| WHAT TO DO |
Starting with the first line and ending with the one that holds "Query: row of shop", retype the entries exactly.

(Items from a dataset)
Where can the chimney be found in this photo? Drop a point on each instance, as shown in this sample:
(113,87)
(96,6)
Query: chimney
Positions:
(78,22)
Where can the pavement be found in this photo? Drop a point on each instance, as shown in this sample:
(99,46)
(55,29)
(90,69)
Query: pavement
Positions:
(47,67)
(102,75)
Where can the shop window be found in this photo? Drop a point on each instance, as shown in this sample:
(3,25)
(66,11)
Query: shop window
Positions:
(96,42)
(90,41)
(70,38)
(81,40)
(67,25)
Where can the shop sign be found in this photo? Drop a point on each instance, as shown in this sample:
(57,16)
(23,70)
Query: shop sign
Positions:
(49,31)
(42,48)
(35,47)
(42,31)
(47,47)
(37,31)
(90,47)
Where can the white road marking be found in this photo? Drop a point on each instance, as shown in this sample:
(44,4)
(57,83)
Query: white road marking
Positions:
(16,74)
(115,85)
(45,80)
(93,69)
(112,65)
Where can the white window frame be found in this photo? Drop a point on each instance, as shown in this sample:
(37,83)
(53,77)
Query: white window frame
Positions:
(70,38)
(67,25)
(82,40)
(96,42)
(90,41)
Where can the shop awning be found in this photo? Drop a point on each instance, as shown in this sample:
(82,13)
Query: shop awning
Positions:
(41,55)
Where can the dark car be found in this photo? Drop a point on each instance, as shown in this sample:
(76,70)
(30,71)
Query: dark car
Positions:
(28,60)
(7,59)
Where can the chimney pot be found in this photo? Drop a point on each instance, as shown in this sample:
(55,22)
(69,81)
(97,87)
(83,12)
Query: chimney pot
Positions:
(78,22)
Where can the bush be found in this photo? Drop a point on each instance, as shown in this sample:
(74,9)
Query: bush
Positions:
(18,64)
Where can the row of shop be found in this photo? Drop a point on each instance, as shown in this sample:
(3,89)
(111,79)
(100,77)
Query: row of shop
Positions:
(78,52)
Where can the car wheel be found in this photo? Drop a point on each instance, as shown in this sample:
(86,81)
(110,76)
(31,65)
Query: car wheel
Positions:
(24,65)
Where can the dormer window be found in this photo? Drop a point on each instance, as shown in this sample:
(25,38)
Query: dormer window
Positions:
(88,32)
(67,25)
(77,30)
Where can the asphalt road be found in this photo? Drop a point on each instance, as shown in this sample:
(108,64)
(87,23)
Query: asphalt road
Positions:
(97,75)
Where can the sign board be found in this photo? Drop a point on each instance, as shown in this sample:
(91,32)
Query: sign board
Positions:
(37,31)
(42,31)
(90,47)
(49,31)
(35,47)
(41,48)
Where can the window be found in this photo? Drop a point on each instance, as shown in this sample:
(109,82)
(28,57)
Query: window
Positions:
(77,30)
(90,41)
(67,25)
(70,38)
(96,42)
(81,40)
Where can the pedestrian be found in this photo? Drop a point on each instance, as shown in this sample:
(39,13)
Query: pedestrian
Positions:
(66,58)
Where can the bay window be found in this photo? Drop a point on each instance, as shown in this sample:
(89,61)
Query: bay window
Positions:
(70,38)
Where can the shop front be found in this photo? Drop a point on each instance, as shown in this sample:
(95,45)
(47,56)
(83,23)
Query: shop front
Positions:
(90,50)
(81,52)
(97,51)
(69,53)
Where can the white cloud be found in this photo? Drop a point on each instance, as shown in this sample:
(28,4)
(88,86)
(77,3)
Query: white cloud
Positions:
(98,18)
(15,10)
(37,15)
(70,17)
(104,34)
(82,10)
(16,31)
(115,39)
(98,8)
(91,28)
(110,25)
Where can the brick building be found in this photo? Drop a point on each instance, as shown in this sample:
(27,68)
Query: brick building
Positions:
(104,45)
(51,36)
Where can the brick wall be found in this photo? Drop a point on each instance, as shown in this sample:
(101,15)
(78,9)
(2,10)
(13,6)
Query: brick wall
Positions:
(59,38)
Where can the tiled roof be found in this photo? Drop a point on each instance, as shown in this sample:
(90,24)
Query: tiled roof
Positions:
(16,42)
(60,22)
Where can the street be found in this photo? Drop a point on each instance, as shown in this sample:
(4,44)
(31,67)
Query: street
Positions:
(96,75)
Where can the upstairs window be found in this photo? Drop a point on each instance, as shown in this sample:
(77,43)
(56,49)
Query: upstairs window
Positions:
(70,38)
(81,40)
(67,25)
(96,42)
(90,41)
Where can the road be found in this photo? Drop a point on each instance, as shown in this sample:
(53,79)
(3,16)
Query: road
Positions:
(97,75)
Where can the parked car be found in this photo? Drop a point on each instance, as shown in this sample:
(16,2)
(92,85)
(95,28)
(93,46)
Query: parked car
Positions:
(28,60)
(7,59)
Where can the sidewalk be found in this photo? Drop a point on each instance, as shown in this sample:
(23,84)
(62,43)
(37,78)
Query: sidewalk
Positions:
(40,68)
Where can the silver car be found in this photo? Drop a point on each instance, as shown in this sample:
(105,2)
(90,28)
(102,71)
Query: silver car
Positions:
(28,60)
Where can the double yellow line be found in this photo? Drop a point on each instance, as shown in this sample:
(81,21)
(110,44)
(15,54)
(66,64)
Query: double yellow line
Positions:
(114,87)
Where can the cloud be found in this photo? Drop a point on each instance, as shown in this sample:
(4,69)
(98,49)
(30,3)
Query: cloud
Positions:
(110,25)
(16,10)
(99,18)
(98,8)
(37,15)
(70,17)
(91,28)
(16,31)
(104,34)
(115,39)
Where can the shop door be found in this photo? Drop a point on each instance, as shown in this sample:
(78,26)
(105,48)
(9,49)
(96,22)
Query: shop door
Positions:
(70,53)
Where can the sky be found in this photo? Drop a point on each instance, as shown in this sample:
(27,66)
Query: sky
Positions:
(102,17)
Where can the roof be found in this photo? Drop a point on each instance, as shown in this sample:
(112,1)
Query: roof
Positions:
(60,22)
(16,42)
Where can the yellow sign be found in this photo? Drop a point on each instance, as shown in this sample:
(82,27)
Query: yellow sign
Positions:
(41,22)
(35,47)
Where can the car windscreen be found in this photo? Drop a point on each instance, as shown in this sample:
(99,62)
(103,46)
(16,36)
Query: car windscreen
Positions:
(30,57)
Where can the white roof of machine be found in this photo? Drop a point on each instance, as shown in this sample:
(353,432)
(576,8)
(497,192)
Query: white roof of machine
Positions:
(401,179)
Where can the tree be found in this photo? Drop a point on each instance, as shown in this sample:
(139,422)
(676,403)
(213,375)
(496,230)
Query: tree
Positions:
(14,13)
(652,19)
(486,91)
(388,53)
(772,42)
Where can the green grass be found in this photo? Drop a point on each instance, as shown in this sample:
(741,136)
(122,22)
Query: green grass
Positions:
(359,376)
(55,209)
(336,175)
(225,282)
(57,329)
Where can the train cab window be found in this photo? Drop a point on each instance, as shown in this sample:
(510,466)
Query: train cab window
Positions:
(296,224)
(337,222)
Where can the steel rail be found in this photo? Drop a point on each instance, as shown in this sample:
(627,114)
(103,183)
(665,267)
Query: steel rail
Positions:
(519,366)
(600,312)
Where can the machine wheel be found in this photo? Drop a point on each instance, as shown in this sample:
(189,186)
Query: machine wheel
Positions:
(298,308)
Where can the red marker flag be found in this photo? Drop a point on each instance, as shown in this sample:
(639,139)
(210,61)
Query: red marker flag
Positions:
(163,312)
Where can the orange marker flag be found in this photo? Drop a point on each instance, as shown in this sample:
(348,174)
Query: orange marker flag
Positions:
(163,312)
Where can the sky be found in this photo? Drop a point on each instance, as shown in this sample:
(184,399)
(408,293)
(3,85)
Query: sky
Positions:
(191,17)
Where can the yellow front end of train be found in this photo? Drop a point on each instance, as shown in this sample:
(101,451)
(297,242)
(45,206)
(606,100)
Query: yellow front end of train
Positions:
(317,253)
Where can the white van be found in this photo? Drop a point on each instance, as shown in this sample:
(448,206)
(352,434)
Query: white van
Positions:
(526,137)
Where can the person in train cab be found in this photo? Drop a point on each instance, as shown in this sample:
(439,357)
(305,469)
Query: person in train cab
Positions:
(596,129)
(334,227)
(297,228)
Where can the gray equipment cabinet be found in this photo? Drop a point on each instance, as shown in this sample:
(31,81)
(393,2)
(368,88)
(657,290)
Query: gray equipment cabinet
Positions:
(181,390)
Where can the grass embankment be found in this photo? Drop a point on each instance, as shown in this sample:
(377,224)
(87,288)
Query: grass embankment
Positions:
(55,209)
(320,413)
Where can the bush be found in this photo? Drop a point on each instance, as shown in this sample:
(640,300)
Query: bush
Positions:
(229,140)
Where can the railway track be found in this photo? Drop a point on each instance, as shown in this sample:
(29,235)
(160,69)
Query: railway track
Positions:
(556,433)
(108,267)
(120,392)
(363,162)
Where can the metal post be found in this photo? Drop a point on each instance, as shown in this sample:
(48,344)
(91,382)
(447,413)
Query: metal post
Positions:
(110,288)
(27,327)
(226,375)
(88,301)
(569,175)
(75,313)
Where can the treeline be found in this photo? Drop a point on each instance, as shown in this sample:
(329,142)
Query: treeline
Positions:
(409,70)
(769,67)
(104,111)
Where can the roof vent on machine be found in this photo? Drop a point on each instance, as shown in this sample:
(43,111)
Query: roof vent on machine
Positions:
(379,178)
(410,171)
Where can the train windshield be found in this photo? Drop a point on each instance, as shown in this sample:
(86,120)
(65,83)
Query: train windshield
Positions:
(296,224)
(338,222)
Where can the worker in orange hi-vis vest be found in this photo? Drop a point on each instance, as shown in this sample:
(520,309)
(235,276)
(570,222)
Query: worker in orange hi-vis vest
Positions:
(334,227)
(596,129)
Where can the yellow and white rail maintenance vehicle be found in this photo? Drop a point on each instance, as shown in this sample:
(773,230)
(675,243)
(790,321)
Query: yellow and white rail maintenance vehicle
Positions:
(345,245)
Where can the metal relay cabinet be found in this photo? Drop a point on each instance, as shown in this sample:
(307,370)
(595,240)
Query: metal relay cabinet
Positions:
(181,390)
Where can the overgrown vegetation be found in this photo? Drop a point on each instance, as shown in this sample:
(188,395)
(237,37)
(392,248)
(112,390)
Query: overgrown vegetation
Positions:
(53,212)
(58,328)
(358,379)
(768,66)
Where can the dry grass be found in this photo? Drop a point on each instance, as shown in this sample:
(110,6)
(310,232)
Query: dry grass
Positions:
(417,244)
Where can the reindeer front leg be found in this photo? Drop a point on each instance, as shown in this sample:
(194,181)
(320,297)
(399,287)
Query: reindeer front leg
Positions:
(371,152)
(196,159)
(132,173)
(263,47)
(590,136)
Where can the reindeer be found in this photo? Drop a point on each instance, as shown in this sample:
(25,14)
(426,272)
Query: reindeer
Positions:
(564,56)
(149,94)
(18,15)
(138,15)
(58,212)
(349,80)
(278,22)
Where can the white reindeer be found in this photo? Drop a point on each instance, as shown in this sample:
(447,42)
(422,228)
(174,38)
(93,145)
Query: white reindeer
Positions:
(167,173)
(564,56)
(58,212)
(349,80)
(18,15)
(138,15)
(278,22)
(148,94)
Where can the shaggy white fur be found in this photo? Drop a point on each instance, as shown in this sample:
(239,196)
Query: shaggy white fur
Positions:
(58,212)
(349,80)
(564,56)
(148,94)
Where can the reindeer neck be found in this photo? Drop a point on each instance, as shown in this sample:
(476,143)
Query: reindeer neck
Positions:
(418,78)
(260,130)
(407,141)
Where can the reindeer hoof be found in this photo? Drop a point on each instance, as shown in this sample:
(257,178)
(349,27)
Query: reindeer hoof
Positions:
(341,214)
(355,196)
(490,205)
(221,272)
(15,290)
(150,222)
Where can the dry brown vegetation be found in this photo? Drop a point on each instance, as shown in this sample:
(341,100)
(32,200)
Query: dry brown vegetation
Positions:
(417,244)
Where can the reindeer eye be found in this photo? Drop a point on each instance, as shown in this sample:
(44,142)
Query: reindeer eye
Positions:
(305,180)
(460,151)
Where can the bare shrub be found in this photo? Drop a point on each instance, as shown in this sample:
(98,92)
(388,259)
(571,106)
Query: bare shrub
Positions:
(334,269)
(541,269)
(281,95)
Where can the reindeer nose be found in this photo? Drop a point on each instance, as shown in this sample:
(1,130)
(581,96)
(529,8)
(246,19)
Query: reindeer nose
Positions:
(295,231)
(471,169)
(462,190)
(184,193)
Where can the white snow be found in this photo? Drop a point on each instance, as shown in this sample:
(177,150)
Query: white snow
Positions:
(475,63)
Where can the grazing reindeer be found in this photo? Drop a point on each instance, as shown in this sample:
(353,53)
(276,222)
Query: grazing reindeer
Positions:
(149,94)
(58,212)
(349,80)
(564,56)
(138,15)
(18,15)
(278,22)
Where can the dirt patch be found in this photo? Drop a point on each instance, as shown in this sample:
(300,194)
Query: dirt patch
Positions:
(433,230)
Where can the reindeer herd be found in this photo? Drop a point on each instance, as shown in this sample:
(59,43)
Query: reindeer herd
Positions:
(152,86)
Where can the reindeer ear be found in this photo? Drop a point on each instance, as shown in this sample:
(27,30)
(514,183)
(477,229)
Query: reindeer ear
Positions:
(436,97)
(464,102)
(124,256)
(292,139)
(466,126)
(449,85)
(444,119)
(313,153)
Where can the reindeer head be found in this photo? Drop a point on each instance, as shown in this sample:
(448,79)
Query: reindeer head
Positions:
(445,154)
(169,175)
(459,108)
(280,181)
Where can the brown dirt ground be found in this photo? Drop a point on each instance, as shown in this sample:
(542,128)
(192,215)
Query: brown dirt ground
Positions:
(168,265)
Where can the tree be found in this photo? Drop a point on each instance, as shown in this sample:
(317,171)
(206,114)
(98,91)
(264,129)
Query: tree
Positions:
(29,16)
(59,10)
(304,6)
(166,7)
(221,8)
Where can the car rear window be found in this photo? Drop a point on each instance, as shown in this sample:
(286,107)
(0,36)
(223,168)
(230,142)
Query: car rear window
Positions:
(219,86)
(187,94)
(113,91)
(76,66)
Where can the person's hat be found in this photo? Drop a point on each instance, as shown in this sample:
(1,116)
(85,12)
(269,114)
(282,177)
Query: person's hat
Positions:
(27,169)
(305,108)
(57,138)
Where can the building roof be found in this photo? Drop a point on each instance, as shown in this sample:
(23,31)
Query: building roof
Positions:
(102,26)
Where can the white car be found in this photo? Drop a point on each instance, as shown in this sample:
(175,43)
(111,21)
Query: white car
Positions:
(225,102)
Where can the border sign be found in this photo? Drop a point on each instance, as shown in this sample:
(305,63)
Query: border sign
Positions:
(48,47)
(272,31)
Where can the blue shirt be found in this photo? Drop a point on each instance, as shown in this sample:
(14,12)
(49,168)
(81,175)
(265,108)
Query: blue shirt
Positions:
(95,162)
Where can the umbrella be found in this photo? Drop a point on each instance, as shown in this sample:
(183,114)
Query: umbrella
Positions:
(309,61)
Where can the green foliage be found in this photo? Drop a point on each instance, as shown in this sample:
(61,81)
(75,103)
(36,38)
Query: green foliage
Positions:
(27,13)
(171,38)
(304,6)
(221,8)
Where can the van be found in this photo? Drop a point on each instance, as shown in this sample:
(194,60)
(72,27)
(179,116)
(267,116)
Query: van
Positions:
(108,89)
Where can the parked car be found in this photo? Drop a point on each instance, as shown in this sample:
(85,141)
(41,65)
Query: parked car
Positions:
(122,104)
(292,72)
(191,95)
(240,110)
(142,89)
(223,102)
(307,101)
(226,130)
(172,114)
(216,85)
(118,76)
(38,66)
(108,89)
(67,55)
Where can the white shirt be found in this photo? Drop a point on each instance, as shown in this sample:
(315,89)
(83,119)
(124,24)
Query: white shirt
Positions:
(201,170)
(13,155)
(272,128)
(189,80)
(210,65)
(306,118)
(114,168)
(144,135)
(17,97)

| OUTPUT FOR THIS TASK |
Where can the chimney be found in this photo? Drop a point on each instance, as shown in this sample:
(113,87)
(96,6)
Query: chimney
Positions:
(78,22)
Where can the pavement be found in this photo? Drop a point on each instance, as shown in this sample:
(99,46)
(55,29)
(90,69)
Query: pavement
Positions:
(47,67)
(102,75)
Where can the shop window be found in this photo? Drop a point on each instance, as shown in this sample:
(3,25)
(66,11)
Query: shop window
Positions:
(96,42)
(90,41)
(70,38)
(81,40)
(67,25)
Where can the shop sign be found in this photo? Drop a point on each instance, as shown in this sample:
(57,16)
(23,70)
Query: shop sign
Positions:
(49,31)
(42,48)
(35,47)
(42,31)
(47,47)
(37,31)
(90,47)
Where can the white road marking be found in this photo? Drop a point on each instance, as shown in this sample:
(44,4)
(57,83)
Query: white road marking
Positions:
(16,74)
(115,85)
(45,80)
(93,69)
(112,65)
Where can the white window frame be found in this photo? Drop a point on each instance, as shown in this sample:
(37,83)
(53,77)
Query: white window frame
Positions:
(70,38)
(67,25)
(82,40)
(96,42)
(90,41)
Where can the shop awning be found in this photo? Drop a point on each instance, as shown in this sample:
(82,13)
Query: shop awning
Positions:
(41,55)
Where can the dark car be found in this photo? Drop a point on each instance, as shown in this sample:
(76,70)
(30,71)
Query: dark car
Positions:
(28,60)
(7,59)
Where can the chimney pot be found in this photo? Drop a point on each instance, as shown in this sample:
(55,22)
(69,81)
(97,87)
(83,12)
Query: chimney pot
Positions:
(78,22)
Where can the bush be found in this photo? Drop a point on each instance, as shown in this sample:
(74,9)
Query: bush
Positions:
(18,64)
Where can the row of shop be found in this photo? Drop a point on each instance, as shown in this sample:
(3,89)
(111,79)
(100,77)
Query: row of shop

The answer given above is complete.